▶ WHAT IS REQUIRED
Transcribe only the part of the listing below that begins at the line containing "Roadside-survey request: point out the glasses lens" and runs to its final line, keeping both ends.

▶ RECORDS TO USE

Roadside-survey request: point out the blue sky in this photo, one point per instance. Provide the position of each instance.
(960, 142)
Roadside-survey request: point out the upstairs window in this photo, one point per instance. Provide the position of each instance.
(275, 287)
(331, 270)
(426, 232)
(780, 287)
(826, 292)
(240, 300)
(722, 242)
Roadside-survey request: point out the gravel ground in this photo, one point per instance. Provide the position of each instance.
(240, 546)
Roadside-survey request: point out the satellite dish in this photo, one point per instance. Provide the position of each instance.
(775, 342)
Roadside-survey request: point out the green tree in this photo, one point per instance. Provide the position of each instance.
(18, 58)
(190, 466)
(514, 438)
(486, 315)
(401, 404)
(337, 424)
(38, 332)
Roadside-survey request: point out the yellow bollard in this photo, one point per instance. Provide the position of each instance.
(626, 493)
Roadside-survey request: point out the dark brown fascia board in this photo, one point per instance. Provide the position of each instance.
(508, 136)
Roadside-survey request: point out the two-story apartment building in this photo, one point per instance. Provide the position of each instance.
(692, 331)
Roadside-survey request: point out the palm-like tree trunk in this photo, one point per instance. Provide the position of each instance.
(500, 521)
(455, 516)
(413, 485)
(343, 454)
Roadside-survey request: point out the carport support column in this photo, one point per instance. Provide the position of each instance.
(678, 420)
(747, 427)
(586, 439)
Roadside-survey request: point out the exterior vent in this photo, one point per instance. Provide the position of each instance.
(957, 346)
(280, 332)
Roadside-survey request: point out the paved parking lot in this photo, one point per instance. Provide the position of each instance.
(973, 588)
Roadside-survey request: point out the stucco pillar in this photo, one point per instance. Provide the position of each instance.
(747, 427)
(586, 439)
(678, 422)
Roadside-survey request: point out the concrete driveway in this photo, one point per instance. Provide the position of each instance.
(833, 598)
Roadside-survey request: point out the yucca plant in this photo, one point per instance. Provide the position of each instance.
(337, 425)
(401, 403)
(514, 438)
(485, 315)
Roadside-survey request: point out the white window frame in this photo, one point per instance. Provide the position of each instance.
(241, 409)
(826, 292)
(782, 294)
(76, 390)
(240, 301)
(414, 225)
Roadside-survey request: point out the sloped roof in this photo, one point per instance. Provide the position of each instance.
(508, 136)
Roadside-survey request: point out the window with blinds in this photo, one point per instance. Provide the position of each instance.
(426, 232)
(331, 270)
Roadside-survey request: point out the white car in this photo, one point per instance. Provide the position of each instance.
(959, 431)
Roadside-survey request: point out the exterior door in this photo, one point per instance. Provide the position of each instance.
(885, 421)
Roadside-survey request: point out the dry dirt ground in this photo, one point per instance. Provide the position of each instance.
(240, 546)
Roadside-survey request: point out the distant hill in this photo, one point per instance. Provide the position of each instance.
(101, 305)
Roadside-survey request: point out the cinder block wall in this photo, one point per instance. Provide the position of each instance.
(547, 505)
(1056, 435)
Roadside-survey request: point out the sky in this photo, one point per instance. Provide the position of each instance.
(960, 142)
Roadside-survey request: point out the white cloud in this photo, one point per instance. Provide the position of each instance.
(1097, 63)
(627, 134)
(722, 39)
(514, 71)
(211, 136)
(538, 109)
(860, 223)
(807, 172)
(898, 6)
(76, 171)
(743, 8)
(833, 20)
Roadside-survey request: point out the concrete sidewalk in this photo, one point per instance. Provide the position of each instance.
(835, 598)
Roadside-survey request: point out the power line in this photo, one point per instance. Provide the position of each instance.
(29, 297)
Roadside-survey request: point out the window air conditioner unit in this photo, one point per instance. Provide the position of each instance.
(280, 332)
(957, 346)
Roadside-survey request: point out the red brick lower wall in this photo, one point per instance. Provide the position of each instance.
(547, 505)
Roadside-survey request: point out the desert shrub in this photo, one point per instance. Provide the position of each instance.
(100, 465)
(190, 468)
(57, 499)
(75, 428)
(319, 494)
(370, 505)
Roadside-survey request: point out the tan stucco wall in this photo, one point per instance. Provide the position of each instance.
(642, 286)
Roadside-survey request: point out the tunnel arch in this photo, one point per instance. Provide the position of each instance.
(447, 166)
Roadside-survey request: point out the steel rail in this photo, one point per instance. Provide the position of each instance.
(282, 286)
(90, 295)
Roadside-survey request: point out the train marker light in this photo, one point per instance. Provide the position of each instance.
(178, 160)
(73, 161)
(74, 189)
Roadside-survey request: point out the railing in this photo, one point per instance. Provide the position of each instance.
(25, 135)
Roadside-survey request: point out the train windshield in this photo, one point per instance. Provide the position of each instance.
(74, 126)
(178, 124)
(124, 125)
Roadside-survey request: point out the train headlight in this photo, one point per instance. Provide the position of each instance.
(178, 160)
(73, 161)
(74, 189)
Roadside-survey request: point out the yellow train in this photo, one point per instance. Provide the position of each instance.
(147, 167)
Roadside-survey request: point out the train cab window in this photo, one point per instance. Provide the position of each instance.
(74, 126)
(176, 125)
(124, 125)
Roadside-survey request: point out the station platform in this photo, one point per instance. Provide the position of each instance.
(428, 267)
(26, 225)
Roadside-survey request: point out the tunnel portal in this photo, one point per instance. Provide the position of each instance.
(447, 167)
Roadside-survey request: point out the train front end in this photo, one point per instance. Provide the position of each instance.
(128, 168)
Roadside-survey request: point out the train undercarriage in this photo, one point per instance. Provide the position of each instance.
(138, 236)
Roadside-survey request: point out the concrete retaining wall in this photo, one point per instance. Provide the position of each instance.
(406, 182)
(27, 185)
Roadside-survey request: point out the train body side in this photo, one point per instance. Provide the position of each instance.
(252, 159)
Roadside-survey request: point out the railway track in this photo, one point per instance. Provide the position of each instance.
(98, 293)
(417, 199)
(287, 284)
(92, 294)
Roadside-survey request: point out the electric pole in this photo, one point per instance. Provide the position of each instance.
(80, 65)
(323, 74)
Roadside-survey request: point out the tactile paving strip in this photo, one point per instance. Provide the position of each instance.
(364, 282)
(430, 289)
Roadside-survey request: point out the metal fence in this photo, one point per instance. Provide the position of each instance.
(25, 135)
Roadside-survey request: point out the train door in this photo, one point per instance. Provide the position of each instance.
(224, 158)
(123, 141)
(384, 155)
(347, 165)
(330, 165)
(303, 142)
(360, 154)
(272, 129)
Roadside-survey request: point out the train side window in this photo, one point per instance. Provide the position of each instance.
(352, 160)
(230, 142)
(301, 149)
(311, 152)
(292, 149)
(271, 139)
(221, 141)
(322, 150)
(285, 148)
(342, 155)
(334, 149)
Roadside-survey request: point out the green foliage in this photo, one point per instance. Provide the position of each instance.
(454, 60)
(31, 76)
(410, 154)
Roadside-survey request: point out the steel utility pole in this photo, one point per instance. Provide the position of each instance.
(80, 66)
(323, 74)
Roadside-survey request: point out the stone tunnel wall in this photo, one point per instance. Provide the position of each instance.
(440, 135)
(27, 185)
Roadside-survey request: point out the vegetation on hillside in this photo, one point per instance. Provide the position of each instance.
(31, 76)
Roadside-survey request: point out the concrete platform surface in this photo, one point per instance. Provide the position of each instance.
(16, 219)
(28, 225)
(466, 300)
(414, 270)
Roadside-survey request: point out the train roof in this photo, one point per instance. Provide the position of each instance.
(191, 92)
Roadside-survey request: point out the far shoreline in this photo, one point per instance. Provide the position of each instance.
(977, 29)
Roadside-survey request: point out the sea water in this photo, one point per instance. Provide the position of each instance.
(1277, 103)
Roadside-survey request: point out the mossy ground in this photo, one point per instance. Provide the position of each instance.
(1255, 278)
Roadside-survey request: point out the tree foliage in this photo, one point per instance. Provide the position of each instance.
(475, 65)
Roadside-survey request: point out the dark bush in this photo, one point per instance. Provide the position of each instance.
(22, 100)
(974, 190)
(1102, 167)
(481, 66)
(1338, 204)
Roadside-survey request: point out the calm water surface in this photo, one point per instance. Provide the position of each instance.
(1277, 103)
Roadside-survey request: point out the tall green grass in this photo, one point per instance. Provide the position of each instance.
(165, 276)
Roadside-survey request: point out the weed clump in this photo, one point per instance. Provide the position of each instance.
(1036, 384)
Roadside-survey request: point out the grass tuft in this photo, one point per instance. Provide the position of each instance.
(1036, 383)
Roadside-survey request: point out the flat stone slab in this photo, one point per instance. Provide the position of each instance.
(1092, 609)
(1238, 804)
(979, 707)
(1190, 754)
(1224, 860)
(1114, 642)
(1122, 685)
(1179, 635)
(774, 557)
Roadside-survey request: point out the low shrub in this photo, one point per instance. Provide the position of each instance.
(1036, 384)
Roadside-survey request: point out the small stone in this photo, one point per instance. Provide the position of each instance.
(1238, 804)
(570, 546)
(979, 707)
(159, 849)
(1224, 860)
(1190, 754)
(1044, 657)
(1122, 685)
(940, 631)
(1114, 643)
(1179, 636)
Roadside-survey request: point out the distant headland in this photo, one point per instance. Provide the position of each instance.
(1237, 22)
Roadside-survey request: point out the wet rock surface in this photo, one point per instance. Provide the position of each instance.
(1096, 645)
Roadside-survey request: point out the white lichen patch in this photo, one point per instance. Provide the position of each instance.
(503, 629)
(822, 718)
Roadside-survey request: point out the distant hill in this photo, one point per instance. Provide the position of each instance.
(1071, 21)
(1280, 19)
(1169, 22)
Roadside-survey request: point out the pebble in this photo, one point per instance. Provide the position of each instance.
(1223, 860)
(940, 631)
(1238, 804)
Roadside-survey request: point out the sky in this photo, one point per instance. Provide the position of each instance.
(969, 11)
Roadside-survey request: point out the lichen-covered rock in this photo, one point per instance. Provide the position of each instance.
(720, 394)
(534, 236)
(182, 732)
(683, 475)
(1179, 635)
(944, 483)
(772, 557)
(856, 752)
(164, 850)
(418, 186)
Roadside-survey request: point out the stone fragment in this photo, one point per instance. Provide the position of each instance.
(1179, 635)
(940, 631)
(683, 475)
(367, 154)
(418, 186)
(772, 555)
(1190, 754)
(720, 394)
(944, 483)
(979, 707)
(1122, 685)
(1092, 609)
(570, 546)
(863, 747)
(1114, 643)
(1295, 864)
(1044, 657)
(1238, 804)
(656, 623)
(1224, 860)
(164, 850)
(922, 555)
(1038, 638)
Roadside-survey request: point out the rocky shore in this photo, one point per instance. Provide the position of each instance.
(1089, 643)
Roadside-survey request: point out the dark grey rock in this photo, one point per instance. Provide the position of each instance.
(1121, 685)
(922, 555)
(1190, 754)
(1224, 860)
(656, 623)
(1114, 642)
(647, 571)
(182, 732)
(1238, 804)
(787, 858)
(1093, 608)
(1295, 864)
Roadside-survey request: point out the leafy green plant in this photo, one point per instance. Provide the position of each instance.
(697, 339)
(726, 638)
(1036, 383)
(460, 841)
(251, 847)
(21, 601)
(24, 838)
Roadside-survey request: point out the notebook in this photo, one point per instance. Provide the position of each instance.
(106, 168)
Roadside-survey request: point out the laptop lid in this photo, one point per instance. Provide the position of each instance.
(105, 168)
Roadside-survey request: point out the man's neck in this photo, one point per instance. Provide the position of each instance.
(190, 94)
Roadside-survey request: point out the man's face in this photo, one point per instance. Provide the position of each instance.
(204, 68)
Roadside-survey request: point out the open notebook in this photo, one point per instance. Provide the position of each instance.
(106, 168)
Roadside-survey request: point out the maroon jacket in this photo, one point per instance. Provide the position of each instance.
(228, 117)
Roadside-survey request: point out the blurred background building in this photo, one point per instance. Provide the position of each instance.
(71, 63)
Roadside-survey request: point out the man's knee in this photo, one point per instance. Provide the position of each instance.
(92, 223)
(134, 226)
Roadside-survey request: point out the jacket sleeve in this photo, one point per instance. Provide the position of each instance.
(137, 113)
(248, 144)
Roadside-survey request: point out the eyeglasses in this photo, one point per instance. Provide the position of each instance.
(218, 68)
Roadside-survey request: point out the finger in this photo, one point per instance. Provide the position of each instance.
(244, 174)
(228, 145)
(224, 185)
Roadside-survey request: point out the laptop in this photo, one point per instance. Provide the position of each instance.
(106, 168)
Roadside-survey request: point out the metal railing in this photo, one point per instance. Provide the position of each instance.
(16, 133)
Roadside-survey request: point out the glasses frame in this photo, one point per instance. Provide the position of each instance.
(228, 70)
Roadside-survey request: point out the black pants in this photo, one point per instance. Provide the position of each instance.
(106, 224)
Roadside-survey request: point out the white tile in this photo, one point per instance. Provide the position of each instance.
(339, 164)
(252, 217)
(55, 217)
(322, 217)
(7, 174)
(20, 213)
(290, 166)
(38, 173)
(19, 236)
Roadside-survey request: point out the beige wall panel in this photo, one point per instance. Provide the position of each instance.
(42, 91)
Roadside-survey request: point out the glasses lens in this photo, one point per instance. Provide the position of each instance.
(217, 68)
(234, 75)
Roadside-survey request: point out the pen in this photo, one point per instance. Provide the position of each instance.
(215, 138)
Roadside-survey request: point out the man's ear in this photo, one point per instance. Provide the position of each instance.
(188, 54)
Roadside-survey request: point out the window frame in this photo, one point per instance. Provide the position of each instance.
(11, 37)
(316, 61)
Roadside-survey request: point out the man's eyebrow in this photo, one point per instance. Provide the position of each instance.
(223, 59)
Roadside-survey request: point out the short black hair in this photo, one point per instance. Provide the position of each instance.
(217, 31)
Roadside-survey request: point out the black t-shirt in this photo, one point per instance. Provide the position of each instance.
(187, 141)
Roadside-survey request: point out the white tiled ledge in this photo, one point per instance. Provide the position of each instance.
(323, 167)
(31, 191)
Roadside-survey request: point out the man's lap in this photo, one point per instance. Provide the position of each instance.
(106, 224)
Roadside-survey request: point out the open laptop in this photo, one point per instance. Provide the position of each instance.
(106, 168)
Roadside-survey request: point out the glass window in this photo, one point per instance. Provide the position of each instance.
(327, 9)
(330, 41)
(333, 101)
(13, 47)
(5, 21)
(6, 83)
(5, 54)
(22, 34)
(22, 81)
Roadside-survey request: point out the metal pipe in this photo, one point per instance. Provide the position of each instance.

▶ SOLUTION TO THIS TASK
Roadside-survey request: point out the glasses lens in this photo, one point per instance. Provide the position of each instance.
(217, 68)
(234, 75)
Roadside-survey request: point out the pen in this photo, one point per instance. Provide the position of each instance.
(215, 138)
Roadside-survey request: point out the man's ear in this photo, one point per instance. Provide the position of each instance.
(188, 54)
Roadside-survey request: point out the window frame in this photo, one point per instance. Provide the position of each instance.
(11, 37)
(316, 61)
Roadside-survey request: point out the man's eyebrow in this photo, one point per instance. Provide the position of each instance.
(223, 59)
Roadside-survey request: point out the short black hair in this photo, one point per instance. Provide the position of each instance.
(217, 31)
Roadside-survey request: point out the black t-shirt in this photo, one point per instance. Provide the position of each instance.
(187, 141)
Roadside-survey request: point out the white tiled ledge in this photo, one point per instance. Provide the position of each instance.
(323, 167)
(31, 191)
Roadside-survey request: point out the man's lap in this photo, one point per instance. Provide the position of each instance.
(106, 224)
Roadside-survey request: point out the open laptop in this photo, one point per instance. Provide the position of each instance.
(106, 168)
Roadside-survey request: point out the glass window in this photo, one point per instance. Provide the position of each instance.
(327, 9)
(330, 41)
(333, 101)
(13, 47)
(5, 21)
(6, 83)
(5, 54)
(22, 34)
(22, 81)
Roadside-survey request: point out the metal pipe in this photo, one point per instance. Provide the position of each instance.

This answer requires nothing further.